[Aim]: Tally the lines in the items below that contain the string "query", treating case as significant. Report only the number.

Records of labeled boxes:
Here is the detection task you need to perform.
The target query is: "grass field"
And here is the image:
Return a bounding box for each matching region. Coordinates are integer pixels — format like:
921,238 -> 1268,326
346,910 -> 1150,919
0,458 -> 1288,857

...

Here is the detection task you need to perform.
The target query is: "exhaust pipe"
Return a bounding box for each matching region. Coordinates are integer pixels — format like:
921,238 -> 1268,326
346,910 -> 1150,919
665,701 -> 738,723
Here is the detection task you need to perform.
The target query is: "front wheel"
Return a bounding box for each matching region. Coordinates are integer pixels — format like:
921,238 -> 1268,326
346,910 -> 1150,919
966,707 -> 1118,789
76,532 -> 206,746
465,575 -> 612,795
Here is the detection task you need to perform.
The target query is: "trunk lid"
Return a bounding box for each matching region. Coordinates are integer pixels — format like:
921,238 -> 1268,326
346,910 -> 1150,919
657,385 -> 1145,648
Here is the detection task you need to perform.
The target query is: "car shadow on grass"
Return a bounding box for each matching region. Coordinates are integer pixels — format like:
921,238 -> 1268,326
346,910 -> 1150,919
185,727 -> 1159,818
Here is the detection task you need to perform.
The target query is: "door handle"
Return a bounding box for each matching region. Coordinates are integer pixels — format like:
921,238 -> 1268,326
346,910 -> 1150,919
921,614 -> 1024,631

[Full output]: 6